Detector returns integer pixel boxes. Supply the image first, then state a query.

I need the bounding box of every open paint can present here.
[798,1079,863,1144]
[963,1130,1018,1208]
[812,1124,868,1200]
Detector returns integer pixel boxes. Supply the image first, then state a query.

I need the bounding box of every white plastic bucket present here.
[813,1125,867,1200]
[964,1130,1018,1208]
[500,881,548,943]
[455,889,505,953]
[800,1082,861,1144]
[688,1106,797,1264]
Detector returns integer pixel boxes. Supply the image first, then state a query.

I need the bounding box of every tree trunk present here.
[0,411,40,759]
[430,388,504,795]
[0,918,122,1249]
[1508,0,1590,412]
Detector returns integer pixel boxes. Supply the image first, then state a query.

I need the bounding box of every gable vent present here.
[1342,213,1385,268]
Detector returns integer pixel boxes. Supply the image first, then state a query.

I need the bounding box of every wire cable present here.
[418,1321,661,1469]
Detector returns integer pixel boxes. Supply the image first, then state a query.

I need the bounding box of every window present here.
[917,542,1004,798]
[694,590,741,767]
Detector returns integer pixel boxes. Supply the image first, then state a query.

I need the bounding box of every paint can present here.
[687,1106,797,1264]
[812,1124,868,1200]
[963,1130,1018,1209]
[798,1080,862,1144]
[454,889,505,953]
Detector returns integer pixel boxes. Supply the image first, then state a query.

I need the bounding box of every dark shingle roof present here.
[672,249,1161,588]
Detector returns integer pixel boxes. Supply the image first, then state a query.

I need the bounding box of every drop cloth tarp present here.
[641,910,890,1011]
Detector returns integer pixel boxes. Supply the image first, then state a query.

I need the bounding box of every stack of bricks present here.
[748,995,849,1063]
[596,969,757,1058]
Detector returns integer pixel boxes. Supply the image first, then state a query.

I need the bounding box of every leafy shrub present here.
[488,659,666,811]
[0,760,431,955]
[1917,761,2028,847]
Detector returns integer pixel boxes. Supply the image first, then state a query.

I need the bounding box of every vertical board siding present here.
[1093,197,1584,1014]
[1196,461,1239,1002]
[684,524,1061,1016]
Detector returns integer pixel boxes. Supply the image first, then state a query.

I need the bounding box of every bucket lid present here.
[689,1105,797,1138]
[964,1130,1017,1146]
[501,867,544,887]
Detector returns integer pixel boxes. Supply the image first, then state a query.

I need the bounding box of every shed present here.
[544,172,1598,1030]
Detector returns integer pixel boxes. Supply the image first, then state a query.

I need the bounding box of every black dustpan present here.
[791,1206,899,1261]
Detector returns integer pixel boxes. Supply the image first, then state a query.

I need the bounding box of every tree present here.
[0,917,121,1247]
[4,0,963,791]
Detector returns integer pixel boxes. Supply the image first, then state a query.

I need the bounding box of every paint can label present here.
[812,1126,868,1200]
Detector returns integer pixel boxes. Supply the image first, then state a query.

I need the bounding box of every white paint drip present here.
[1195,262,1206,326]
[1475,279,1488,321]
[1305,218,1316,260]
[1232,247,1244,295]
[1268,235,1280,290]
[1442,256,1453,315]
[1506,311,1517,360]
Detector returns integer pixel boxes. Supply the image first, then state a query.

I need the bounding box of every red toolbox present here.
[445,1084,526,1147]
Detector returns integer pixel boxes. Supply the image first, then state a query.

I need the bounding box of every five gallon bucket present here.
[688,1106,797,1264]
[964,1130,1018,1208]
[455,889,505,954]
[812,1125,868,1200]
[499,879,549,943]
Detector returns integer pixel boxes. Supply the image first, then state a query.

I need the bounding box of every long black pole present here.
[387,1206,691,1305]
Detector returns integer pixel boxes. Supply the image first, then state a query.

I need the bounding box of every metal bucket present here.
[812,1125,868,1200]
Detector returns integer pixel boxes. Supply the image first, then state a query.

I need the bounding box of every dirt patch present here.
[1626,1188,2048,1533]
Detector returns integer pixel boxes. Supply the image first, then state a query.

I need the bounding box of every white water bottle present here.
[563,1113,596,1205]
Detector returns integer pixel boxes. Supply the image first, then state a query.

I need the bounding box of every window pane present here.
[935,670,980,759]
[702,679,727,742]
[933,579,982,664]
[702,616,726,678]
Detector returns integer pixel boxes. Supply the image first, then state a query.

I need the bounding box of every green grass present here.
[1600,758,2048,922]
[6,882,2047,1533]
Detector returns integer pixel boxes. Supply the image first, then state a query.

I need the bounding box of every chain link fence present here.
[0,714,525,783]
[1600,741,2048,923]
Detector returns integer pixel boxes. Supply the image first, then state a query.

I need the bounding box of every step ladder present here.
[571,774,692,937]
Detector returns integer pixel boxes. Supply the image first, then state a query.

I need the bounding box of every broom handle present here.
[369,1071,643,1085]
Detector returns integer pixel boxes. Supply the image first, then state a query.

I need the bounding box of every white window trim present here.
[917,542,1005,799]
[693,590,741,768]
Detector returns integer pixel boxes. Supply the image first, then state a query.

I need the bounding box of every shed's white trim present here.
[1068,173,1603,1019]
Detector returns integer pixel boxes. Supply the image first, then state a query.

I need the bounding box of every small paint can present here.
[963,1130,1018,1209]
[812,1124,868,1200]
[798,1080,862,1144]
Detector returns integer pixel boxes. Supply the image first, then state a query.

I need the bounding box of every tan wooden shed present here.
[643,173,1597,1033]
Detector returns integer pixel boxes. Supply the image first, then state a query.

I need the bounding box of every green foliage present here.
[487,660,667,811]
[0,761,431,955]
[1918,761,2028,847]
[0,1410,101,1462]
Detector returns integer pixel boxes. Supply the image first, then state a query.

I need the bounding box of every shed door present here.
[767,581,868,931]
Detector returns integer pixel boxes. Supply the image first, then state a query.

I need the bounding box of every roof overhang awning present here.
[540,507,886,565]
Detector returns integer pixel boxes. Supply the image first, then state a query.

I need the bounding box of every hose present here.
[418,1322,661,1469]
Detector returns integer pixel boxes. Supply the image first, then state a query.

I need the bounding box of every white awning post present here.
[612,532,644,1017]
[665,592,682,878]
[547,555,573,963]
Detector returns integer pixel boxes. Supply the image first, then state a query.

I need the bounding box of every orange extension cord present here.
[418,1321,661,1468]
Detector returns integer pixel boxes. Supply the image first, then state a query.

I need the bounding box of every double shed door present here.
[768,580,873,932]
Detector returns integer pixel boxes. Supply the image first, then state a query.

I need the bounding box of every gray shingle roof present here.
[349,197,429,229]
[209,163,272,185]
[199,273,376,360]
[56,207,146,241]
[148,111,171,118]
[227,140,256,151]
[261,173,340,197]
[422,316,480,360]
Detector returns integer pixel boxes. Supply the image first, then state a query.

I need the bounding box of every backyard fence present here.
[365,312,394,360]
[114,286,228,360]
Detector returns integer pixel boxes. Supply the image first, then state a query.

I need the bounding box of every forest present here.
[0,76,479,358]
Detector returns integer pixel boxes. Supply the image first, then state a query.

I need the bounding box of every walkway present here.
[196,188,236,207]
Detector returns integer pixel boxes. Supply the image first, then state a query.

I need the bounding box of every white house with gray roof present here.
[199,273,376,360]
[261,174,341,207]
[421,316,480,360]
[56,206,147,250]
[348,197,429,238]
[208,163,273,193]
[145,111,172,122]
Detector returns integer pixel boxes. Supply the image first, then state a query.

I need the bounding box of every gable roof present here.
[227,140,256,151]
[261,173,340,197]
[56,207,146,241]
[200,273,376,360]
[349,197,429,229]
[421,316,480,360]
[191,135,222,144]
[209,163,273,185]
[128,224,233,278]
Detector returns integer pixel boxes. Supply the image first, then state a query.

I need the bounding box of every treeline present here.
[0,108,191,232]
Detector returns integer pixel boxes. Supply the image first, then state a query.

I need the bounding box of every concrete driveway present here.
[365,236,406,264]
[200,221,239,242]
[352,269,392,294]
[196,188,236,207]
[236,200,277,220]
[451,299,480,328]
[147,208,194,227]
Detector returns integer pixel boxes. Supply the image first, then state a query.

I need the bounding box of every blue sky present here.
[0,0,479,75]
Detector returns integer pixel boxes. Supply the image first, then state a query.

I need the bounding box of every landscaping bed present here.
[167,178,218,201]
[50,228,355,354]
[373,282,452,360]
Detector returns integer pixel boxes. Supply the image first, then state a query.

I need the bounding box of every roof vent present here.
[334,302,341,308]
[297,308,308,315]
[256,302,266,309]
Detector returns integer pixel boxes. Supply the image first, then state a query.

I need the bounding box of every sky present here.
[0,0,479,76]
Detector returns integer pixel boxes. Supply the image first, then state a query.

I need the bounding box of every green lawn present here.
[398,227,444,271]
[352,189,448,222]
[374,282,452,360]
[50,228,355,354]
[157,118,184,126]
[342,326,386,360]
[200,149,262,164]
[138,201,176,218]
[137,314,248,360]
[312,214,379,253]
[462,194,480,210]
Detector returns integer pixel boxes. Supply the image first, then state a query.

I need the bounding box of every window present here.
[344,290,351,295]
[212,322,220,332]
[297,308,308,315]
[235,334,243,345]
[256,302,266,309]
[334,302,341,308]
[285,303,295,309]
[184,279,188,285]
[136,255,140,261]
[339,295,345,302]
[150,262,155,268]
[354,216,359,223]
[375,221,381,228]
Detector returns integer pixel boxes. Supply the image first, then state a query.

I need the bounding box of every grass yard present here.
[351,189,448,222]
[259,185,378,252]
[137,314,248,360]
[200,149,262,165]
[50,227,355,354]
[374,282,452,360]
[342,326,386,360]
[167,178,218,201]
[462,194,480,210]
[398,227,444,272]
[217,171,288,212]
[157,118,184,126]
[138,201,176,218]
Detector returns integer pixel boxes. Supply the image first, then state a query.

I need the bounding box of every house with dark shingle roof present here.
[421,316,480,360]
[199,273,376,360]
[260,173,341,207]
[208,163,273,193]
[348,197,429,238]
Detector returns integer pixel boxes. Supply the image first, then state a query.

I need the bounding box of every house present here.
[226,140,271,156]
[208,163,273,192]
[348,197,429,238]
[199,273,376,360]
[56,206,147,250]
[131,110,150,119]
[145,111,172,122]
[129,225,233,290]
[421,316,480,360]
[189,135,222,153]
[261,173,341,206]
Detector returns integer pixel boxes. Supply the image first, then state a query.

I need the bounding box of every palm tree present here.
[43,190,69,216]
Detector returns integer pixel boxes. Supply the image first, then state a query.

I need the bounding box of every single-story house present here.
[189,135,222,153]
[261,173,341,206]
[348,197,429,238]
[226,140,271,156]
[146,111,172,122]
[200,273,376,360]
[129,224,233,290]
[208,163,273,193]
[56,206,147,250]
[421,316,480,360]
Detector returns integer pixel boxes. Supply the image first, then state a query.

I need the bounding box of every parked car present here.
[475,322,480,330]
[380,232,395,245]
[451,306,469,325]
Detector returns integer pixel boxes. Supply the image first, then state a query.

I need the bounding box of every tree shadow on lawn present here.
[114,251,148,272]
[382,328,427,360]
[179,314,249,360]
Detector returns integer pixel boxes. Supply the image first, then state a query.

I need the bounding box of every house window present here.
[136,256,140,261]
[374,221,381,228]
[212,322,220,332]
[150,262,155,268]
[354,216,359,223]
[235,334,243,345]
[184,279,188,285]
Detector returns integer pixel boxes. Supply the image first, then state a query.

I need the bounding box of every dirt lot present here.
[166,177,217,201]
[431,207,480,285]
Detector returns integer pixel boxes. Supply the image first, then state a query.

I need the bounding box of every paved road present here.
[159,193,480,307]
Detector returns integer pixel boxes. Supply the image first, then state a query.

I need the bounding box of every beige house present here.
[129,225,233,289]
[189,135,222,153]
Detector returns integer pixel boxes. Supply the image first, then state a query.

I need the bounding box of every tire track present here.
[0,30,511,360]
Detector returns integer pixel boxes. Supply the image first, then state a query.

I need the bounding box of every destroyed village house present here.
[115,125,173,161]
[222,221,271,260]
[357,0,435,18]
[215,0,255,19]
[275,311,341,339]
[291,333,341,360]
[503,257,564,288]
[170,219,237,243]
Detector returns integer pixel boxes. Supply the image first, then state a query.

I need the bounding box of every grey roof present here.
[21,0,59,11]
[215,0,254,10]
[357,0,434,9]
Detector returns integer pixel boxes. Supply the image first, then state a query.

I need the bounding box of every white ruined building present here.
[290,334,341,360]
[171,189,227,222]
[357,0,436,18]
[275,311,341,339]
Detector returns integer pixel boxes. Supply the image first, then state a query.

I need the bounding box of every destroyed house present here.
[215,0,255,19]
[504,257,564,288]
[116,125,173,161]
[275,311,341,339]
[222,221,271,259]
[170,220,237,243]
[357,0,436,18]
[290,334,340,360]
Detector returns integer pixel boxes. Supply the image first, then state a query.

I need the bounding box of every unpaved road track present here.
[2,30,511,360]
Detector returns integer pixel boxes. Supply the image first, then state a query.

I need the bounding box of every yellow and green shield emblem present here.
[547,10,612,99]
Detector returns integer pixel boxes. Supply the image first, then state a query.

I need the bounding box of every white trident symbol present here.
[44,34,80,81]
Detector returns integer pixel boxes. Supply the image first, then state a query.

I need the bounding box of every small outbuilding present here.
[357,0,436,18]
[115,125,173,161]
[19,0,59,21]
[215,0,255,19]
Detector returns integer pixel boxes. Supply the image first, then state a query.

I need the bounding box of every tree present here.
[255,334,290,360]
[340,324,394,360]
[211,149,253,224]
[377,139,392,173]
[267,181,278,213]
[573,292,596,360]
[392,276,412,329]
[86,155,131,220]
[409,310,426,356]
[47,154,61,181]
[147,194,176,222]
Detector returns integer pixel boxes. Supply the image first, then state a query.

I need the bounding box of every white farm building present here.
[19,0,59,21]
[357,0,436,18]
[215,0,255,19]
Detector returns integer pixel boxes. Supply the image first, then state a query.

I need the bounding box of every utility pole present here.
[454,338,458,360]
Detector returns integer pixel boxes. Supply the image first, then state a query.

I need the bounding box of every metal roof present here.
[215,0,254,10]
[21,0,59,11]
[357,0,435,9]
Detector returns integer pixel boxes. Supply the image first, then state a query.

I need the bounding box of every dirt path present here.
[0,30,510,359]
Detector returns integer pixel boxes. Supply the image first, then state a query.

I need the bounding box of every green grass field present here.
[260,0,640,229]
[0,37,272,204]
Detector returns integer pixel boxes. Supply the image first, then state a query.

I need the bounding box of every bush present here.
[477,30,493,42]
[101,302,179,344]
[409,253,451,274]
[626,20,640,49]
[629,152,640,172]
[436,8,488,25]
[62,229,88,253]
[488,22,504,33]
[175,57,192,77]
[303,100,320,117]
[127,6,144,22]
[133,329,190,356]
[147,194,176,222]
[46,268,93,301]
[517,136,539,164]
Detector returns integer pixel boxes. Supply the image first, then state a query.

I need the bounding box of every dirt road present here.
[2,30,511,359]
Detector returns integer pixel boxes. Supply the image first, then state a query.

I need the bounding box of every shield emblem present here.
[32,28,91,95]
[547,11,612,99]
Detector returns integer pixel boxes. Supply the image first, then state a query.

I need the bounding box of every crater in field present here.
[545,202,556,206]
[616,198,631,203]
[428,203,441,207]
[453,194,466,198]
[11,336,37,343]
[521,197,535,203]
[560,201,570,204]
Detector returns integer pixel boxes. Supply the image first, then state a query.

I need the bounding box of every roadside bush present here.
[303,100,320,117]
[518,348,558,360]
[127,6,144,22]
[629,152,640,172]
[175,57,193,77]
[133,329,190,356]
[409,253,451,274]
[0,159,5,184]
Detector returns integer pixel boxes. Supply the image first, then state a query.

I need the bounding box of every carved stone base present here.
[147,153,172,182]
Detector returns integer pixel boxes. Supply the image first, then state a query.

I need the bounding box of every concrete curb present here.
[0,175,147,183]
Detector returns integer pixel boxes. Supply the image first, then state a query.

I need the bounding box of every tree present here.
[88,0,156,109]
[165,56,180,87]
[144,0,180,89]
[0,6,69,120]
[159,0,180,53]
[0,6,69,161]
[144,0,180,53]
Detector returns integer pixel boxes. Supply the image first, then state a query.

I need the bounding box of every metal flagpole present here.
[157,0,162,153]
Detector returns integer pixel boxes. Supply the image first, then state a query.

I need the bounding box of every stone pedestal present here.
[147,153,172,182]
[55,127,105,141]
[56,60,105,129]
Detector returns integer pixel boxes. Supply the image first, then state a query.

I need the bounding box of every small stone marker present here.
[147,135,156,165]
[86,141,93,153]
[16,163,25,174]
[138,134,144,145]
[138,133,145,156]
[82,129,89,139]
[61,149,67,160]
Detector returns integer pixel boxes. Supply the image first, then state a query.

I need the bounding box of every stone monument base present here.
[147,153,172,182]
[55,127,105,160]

**Prompt**
With the line containing "I need the bounding box of every stone pedestal" as the first and the final line of the records as the last, copy that span exactly and nothing more.

**Your response**
I need the bounding box of every stone pedestal present here.
[147,153,172,182]
[55,127,105,141]
[56,60,105,129]
Detector returns integer pixel boxes. Supply the image first, then state a query.

I need the bounding box of every small stone marker present here.
[147,135,156,165]
[86,141,93,153]
[16,163,25,174]
[138,134,144,145]
[138,133,145,156]
[82,129,89,139]
[61,149,67,160]
Detector returns integer pixel boxes. Supply the image first, then state a query.

I need the bounding box of every stone monument base present here.
[147,153,172,182]
[55,127,105,160]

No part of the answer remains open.